=== Dataset ===
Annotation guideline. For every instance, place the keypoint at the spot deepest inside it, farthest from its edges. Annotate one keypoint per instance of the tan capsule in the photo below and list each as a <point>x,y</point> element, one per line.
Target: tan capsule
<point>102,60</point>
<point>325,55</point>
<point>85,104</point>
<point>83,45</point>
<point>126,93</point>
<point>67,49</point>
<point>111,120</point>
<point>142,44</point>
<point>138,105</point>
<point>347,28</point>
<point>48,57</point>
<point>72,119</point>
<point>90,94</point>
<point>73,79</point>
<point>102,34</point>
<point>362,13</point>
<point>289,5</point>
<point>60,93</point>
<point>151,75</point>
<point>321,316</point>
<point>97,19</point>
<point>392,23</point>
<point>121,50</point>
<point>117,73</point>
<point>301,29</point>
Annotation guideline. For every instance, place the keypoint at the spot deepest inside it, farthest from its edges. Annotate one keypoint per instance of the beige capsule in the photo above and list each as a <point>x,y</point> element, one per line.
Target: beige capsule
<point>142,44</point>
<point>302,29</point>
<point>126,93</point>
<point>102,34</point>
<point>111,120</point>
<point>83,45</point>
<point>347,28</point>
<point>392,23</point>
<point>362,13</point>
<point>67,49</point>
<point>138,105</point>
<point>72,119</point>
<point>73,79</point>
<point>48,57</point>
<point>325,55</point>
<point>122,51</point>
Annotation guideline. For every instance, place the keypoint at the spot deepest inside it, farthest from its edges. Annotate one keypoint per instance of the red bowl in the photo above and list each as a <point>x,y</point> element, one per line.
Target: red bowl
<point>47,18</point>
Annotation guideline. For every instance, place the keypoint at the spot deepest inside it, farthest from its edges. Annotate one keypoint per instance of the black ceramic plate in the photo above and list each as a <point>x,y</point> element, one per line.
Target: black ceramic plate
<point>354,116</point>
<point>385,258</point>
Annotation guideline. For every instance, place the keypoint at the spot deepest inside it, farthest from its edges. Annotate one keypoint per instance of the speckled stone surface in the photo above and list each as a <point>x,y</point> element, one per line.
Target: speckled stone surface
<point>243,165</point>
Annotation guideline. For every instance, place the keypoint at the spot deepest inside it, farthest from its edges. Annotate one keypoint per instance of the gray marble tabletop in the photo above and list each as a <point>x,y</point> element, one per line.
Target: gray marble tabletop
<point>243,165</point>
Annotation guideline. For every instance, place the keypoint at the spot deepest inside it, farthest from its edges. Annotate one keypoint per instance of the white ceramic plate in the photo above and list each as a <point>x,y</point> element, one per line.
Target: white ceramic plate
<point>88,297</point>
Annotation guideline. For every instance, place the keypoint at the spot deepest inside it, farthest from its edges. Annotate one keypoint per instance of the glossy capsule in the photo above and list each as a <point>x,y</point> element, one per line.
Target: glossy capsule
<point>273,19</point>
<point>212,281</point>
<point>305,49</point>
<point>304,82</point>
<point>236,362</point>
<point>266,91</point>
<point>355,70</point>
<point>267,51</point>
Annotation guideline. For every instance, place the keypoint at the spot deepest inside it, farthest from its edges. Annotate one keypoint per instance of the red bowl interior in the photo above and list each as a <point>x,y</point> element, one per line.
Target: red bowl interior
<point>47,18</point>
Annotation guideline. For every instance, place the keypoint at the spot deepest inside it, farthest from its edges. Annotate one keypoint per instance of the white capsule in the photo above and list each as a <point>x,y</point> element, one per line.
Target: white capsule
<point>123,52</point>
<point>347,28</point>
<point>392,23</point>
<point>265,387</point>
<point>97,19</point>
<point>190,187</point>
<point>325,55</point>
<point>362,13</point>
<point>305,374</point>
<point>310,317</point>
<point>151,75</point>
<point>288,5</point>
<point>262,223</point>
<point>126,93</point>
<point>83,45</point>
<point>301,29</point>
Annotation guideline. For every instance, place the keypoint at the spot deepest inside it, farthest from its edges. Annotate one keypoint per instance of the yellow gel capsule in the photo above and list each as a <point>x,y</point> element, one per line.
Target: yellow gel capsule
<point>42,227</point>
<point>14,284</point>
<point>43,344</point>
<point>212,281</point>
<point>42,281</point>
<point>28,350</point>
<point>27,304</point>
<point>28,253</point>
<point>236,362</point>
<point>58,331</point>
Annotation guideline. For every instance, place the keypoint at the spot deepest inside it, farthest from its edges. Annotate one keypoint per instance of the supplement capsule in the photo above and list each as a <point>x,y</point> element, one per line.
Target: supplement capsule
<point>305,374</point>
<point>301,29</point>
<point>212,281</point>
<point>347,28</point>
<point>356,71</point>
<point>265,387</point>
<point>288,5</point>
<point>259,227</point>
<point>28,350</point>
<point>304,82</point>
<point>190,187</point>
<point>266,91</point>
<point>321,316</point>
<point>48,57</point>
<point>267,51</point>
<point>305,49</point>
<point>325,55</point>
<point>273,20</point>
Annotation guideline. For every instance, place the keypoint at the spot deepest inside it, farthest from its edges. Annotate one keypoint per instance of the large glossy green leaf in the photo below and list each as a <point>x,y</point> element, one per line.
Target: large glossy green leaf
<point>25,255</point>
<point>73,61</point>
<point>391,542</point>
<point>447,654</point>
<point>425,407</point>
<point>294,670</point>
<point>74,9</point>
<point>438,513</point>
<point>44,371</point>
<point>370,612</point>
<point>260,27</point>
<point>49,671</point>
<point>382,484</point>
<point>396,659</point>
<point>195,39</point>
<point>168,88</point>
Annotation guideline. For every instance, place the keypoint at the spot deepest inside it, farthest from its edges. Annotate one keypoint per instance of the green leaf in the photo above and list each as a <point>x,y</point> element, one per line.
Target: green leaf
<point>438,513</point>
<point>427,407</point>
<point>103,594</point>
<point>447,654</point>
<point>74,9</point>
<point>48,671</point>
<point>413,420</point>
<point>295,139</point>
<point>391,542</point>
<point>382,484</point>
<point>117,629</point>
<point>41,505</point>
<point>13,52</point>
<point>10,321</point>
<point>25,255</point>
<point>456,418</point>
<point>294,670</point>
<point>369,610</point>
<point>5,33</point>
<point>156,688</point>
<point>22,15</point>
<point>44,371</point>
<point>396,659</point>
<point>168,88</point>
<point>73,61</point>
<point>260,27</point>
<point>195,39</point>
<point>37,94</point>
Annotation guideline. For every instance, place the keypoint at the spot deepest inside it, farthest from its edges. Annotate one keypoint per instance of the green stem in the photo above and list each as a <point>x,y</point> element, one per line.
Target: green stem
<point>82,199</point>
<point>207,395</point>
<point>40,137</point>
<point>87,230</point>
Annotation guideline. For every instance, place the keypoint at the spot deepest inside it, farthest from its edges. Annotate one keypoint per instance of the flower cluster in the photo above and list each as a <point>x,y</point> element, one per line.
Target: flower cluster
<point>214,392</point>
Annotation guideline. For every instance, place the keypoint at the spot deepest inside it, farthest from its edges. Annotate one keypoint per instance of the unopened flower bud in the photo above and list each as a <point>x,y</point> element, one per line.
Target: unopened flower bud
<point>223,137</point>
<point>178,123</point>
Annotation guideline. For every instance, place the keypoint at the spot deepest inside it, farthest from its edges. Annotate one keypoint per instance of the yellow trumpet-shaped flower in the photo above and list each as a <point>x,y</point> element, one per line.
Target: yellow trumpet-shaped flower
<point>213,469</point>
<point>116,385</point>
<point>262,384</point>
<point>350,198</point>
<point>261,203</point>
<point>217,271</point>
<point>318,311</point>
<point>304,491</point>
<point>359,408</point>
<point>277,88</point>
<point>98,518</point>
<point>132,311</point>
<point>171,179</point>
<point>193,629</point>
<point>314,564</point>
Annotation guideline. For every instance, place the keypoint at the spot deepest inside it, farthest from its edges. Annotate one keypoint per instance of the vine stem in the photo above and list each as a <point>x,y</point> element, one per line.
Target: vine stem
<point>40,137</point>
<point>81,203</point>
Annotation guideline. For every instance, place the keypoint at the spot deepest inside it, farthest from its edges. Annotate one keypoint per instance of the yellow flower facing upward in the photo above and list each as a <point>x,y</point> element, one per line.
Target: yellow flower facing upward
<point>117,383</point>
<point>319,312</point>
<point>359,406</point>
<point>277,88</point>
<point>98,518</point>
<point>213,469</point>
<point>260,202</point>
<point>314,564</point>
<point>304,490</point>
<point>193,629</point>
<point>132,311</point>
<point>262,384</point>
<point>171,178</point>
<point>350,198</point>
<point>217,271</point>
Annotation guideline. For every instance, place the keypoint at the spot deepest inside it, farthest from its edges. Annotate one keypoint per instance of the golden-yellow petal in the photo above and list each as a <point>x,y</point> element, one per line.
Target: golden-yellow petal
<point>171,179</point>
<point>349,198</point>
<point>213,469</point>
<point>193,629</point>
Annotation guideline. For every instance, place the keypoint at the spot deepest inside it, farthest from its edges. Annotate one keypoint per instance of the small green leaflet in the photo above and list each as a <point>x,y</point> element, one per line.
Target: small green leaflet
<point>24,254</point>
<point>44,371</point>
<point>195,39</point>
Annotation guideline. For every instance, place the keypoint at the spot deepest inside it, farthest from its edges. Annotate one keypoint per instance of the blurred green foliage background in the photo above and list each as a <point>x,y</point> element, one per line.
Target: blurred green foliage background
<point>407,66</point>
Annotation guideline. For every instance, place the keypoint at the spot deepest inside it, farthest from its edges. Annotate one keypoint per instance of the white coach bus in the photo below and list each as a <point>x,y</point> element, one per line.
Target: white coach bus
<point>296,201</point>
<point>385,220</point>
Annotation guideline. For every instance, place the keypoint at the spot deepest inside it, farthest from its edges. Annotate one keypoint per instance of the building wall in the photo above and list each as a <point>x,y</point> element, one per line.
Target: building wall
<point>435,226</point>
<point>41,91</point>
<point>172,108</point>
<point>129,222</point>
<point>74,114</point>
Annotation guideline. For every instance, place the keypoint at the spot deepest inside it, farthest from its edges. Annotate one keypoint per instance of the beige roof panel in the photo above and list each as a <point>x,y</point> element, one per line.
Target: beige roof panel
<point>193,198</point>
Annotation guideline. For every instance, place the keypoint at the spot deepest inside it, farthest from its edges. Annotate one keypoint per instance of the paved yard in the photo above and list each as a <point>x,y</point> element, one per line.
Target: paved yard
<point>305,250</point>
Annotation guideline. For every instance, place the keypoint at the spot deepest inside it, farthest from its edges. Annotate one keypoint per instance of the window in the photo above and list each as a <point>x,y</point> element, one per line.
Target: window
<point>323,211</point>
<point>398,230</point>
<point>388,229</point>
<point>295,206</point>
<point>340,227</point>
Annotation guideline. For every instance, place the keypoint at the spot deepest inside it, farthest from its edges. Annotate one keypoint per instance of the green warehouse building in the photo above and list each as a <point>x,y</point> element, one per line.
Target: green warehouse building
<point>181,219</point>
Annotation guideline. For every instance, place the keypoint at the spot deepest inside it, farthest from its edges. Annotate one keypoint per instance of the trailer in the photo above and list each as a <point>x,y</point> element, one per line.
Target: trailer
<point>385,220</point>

=== Stated task ===
Repeat word for word everything in the material above from the line containing "the yellow flower" down to the line containing "<point>407,66</point>", including both of those lines.

=== Written response ===
Annotation guideline. For every instance, place the keypoint at the spot deepest inside it, farthest from its edges. Annotate one keypoint per instance of the yellow flower facing upward in the photo above and list each as a <point>x,y</point> element, one per line.
Target: yellow flower facing upward
<point>117,383</point>
<point>319,312</point>
<point>359,406</point>
<point>277,88</point>
<point>98,518</point>
<point>213,469</point>
<point>260,202</point>
<point>314,564</point>
<point>304,490</point>
<point>193,629</point>
<point>132,311</point>
<point>262,384</point>
<point>171,178</point>
<point>350,198</point>
<point>217,271</point>
Annotation guideline. For every instance, place the keypoint at the spot deepest inside it, farthest from its edges. Annotate one keypoint per instance of the golden-yellow petal in the photo above and list each as a <point>x,y</point> element, one per line.
Target: golden-yellow petal
<point>171,179</point>
<point>349,198</point>
<point>213,469</point>
<point>193,629</point>
Annotation guideline. For every instance, place the keypoint at the spot deepest inside it, farthest from its edges. Annotate one keypoint per instance of the small green leaflet in the photo above and list each as a <point>x,y</point> element, one per line.
Target: small green leaflet
<point>24,254</point>
<point>44,371</point>
<point>195,39</point>
Annotation guideline. For every instance, place the keypoint at the spot deepest inside it, farthest from its edges. Annotate one keypoint per instance of the blurred green foliage background in the photo above and list each as a <point>x,y</point> element, one per line.
Target: blurred green foliage background
<point>407,66</point>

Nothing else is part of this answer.